Data entries:

⟨

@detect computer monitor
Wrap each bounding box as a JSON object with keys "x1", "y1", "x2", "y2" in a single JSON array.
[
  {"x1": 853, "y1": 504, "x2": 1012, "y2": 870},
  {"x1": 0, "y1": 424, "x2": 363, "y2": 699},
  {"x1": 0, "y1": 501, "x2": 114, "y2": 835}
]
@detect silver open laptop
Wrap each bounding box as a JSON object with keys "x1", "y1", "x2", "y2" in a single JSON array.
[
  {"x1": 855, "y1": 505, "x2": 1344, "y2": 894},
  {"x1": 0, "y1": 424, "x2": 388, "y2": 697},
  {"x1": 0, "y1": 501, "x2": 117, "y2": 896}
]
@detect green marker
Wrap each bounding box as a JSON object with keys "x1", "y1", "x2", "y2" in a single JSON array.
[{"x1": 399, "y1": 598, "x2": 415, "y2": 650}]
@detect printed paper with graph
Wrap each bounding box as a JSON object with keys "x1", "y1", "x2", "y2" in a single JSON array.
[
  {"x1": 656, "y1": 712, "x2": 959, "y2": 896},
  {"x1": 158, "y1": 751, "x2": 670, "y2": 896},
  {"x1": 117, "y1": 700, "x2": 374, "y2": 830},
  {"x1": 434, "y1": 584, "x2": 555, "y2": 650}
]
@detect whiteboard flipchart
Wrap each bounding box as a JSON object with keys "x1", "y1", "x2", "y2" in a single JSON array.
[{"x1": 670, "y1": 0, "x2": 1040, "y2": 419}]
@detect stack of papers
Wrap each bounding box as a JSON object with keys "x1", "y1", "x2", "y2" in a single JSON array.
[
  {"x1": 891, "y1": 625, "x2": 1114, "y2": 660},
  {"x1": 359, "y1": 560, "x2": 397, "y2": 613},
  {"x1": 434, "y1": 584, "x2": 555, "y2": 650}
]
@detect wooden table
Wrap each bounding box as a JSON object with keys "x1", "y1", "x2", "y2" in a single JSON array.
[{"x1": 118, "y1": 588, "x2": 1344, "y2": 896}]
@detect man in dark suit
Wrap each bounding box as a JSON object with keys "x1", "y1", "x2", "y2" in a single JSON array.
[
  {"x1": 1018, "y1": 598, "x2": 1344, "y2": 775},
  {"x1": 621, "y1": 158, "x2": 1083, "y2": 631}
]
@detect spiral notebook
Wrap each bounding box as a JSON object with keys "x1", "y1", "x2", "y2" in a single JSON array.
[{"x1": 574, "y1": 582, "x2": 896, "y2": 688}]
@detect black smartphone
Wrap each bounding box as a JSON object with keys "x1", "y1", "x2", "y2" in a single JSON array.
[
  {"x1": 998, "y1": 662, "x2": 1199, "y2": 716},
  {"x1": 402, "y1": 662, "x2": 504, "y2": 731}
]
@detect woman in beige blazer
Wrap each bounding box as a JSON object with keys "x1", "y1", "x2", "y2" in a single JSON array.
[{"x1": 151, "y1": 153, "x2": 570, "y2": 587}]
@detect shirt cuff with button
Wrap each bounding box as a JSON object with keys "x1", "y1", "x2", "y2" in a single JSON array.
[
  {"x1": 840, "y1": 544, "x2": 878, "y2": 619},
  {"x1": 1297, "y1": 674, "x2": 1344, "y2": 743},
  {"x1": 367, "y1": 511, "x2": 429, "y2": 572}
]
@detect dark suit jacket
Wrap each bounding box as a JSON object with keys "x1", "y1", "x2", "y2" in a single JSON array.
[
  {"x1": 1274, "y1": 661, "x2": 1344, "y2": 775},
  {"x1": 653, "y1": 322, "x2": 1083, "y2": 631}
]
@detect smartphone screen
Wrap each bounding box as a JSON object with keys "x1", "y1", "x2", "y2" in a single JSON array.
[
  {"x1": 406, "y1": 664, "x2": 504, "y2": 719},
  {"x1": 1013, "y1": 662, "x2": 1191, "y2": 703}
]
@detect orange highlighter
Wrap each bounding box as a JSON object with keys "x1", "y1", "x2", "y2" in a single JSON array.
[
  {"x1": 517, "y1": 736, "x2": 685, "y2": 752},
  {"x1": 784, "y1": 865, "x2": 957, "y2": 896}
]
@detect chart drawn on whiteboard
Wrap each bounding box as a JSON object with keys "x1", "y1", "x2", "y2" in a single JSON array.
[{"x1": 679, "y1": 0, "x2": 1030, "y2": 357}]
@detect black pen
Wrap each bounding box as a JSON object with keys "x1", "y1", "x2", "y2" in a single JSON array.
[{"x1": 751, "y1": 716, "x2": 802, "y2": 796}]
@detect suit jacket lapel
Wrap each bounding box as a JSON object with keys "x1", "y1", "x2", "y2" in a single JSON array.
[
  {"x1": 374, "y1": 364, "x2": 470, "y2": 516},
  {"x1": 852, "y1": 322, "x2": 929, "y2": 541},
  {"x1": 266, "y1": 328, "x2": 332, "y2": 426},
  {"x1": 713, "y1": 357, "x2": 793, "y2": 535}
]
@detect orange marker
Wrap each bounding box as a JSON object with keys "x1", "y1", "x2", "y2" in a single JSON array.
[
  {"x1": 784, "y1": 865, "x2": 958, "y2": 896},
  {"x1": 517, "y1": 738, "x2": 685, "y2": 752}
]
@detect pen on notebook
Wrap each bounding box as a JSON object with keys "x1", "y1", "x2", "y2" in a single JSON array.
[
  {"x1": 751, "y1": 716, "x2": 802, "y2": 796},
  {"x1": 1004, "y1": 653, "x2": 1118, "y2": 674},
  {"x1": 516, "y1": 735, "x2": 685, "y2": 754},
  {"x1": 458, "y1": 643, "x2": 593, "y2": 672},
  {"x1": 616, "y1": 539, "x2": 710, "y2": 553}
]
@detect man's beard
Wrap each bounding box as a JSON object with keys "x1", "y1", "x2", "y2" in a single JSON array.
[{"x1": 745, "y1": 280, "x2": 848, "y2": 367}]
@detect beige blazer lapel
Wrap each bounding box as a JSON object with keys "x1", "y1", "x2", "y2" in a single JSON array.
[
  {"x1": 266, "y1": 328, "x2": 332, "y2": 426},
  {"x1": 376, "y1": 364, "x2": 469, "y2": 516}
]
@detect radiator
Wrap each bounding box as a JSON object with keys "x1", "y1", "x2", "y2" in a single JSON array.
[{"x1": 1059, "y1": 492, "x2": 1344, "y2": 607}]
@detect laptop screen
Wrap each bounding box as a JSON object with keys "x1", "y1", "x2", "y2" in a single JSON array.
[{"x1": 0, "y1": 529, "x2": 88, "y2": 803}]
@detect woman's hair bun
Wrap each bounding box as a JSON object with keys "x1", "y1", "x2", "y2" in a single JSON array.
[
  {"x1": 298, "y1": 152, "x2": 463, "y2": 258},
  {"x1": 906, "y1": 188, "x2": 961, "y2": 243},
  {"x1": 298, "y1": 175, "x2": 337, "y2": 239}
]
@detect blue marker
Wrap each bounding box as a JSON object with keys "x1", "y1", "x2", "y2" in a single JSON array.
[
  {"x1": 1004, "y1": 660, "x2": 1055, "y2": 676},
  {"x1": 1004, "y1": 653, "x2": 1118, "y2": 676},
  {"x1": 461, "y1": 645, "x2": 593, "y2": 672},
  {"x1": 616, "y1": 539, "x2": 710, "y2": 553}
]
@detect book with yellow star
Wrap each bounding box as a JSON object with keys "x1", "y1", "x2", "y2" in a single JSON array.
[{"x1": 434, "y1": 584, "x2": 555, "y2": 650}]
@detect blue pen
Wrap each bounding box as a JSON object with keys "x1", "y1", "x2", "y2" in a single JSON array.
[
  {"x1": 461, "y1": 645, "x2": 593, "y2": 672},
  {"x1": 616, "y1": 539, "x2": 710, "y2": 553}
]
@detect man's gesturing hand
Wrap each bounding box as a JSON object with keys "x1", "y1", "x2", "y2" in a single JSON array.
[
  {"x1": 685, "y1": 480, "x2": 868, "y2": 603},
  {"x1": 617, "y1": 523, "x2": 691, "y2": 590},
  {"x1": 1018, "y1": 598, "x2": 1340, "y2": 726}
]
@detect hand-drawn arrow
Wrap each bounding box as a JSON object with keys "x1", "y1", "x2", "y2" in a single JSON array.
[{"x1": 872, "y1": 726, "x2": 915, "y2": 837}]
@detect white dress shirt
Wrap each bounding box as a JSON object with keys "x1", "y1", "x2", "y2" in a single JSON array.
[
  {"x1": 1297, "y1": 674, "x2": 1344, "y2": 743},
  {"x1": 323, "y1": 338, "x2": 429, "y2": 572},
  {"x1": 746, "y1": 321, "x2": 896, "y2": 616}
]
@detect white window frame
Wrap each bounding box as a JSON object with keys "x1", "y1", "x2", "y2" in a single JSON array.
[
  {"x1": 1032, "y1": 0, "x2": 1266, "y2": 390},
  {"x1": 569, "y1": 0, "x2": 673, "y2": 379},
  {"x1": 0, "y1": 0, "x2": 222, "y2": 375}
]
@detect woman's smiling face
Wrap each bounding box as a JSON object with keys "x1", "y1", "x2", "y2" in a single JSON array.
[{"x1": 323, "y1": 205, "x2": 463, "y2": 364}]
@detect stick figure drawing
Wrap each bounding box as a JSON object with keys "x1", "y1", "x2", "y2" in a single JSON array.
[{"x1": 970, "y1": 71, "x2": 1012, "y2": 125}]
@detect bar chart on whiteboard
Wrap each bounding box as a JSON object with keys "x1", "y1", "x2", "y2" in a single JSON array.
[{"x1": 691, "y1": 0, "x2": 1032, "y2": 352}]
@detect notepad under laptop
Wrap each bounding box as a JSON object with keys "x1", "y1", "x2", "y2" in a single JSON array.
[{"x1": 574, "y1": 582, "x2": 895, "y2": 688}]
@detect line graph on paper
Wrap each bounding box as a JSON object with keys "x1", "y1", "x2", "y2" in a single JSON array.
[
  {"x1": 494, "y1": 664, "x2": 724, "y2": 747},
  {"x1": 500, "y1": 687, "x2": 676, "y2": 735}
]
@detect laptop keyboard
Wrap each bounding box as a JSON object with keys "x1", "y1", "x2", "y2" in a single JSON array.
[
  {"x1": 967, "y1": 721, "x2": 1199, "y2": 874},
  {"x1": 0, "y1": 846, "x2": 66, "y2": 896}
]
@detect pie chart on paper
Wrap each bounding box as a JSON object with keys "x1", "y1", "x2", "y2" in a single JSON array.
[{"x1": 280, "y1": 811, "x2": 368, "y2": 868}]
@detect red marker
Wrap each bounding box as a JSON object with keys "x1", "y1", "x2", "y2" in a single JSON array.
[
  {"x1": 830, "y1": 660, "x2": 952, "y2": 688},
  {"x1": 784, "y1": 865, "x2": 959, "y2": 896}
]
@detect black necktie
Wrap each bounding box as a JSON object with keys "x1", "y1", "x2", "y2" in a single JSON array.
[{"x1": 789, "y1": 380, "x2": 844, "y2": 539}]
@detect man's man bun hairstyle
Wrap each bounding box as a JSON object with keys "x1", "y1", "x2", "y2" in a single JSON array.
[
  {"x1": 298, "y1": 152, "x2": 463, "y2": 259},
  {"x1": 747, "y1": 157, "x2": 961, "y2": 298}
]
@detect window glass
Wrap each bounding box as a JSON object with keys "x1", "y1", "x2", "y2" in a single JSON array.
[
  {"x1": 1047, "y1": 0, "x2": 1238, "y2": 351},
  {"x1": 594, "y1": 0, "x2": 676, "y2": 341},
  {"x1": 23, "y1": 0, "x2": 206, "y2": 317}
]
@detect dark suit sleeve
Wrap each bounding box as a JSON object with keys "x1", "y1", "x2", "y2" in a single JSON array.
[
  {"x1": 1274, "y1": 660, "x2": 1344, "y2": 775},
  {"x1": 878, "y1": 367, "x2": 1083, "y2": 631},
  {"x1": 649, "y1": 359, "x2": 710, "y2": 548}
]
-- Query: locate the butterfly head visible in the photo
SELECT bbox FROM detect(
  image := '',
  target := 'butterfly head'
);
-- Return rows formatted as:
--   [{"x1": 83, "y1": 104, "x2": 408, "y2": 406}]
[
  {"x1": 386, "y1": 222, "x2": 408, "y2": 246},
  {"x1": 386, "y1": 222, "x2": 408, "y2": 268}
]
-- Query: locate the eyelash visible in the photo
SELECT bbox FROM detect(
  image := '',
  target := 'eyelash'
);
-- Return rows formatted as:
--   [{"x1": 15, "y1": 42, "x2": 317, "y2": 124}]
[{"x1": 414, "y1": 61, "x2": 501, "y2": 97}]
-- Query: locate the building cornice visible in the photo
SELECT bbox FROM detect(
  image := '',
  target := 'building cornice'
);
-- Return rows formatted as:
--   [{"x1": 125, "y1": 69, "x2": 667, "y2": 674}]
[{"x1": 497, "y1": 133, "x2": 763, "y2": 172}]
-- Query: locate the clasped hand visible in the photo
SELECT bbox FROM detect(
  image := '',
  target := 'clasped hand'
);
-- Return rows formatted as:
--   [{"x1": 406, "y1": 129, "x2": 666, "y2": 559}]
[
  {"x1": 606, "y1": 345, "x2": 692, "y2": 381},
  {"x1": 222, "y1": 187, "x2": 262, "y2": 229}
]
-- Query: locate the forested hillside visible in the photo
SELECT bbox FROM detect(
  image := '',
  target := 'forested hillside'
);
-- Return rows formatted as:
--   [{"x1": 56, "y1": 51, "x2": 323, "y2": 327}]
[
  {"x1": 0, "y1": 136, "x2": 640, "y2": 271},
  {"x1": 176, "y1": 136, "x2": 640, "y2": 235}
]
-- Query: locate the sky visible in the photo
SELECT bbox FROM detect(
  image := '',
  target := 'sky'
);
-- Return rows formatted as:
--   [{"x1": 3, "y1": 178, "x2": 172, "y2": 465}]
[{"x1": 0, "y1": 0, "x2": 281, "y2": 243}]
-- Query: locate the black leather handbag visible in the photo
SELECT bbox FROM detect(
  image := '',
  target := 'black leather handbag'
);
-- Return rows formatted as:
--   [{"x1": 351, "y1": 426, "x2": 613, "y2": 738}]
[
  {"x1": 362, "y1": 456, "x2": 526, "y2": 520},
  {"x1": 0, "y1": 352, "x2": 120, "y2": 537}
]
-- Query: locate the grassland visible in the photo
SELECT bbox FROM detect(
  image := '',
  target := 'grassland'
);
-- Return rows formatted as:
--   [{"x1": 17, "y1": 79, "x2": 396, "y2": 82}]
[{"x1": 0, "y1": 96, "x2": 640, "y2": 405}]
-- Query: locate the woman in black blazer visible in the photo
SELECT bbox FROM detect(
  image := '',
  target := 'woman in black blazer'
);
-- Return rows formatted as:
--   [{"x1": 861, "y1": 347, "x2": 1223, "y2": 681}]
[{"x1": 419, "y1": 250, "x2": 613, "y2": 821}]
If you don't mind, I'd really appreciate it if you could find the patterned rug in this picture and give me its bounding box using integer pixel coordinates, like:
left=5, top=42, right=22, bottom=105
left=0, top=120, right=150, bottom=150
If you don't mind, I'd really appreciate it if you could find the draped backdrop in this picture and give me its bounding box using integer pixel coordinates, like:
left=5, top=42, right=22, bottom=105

⟩

- _Aim of the exercise_:
Please filter the data above down to the lines that contain the string "head", and copy each of those lines.

- _Result for this exercise_:
-- Query: locate the butterfly head visible in the photo
  target := 'butterfly head'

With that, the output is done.